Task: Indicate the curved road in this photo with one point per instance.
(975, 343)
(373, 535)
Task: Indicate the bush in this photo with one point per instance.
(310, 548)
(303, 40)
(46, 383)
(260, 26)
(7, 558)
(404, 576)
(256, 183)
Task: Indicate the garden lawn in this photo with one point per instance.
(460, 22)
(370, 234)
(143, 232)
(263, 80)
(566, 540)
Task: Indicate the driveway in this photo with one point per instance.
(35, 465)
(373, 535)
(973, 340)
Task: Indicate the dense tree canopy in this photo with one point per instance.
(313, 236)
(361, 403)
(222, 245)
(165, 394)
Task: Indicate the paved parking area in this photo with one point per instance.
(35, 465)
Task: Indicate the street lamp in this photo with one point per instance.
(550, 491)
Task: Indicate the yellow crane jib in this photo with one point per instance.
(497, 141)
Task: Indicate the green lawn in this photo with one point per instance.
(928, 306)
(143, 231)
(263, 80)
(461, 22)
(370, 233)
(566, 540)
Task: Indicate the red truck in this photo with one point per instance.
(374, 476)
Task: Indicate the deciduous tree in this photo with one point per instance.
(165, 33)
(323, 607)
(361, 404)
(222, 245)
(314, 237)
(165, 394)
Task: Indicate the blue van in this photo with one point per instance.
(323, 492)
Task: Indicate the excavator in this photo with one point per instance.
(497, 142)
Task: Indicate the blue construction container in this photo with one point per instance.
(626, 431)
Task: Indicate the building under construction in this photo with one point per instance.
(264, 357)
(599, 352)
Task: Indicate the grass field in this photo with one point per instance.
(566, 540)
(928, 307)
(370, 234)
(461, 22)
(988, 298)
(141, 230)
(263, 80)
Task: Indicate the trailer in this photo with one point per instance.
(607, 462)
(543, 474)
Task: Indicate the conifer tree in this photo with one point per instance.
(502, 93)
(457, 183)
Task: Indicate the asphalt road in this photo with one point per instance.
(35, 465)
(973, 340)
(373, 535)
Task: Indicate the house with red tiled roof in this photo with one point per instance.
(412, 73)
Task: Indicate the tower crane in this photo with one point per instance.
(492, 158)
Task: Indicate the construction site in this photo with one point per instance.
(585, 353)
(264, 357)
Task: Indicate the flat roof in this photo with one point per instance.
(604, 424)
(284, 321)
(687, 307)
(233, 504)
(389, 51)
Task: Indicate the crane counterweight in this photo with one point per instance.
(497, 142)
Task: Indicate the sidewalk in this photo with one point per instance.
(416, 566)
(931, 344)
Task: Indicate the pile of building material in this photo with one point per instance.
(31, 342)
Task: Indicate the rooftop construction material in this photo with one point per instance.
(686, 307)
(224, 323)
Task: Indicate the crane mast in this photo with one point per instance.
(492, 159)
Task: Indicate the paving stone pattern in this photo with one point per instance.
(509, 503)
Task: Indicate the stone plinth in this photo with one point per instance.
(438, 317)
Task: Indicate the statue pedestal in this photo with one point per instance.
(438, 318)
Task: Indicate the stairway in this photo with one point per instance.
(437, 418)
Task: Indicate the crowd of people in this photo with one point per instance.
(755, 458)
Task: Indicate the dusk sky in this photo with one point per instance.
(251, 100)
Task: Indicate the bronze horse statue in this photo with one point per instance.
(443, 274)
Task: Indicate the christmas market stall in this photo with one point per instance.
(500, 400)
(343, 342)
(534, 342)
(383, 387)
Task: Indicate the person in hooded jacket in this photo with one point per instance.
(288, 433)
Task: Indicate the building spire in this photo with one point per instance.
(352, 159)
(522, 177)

▸ WORK TO COMPLETE:
Exact copy required. Repeat the material above in full.

▸ COMPLETED TASK:
Task: Indicate the curved road in this photo with one point per instance.
(975, 343)
(373, 535)
Task: Indicate the bush in this photo with one point per instance.
(310, 548)
(303, 40)
(46, 383)
(260, 26)
(7, 558)
(404, 576)
(256, 183)
Task: Indicate the garden lawn in this photo with one point per instance.
(460, 22)
(370, 234)
(143, 232)
(263, 80)
(566, 540)
Task: Indicate the driveway in this photo with one point per instance.
(35, 465)
(373, 535)
(973, 340)
Task: Indicate the dense tree canopy in this photo with one point per instance.
(313, 236)
(361, 403)
(222, 245)
(165, 394)
Task: Indicate the paved parking area in this photo with one point per instance.
(35, 465)
Task: Indicate the street lamp in this photo with one point per instance.
(550, 491)
Task: Indicate the yellow crane jib in this photo with one point per instance.
(497, 141)
Task: Indicate the green lawn in this photo with one point per instance.
(928, 306)
(143, 231)
(263, 80)
(461, 22)
(370, 233)
(566, 540)
Task: Indicate the red truck in this photo with one point per instance.
(374, 476)
Task: Indicate the deciduous tree in this photo with one point per instance.
(165, 33)
(323, 607)
(361, 404)
(222, 245)
(314, 237)
(165, 394)
Task: Indicate the blue van in this photo with one point per instance.
(323, 492)
Task: Indicate the excavator in this photo with one point per instance.
(497, 142)
Task: Indicate the blue construction container in this photo with one point per instance.
(626, 431)
Task: Indicate the building under construction in this photo with one point per instance.
(264, 357)
(599, 352)
Task: Indicate the grass field in this photo with one point per instance.
(566, 540)
(928, 307)
(370, 234)
(461, 22)
(988, 298)
(141, 230)
(263, 80)
Task: Indicate the trailer in this photo with one point per instance.
(607, 462)
(543, 474)
Task: Indicate the conifer tree in this photo with one point per instance.
(502, 93)
(457, 183)
Task: Indicate the asphalt road in this photo with one point per instance.
(35, 465)
(973, 340)
(373, 535)
Task: Indicate the house with red tiled roof in this photo with one point per instance.
(412, 73)
Task: Indicate the tower crane in this photo with one point per instance.
(492, 158)
Task: Indicate the construction site in this photo with one point per instance.
(585, 353)
(264, 357)
Task: Indicate the flat roof in this photo with one point per instance.
(604, 424)
(284, 321)
(687, 307)
(233, 504)
(389, 51)
Task: Indicate the crane counterweight in this photo with one point per instance.
(497, 142)
Task: Indicate the sidewalk in this photo with one point per instance.
(416, 566)
(931, 344)
Task: Indicate the pile of building material in this photo with one point per instance.
(31, 342)
Task: Indicate the rooftop construction material in this photo with one point per instance.
(686, 307)
(224, 323)
Task: Indicate the crane mast in this photo with one point per instance.
(492, 159)
Task: Indicate the paving stone pattern in this photo with one point per instance.
(509, 503)
Task: Indicate the stone plinth in this photo with one point per instance.
(438, 317)
Task: Indicate the statue pedestal in this photo with one point per instance.
(438, 318)
Task: Indicate the stairway in this photo with one point per instance.
(437, 418)
Task: Indicate the crowd of people in this photo with one point per instance.
(755, 458)
Task: Indicate the dusk sky in this photo with one point per instance.
(251, 100)
Task: Indicate the bronze horse statue in this photo with one point per instance.
(443, 274)
Task: Indicate the christmas market stall in this photo with one point per instance.
(500, 400)
(343, 342)
(534, 342)
(383, 387)
Task: Indicate the person in hooded jacket in this photo with one point per instance.
(288, 433)
Task: Indicate the building spire in this photo with one point per instance.
(352, 159)
(522, 177)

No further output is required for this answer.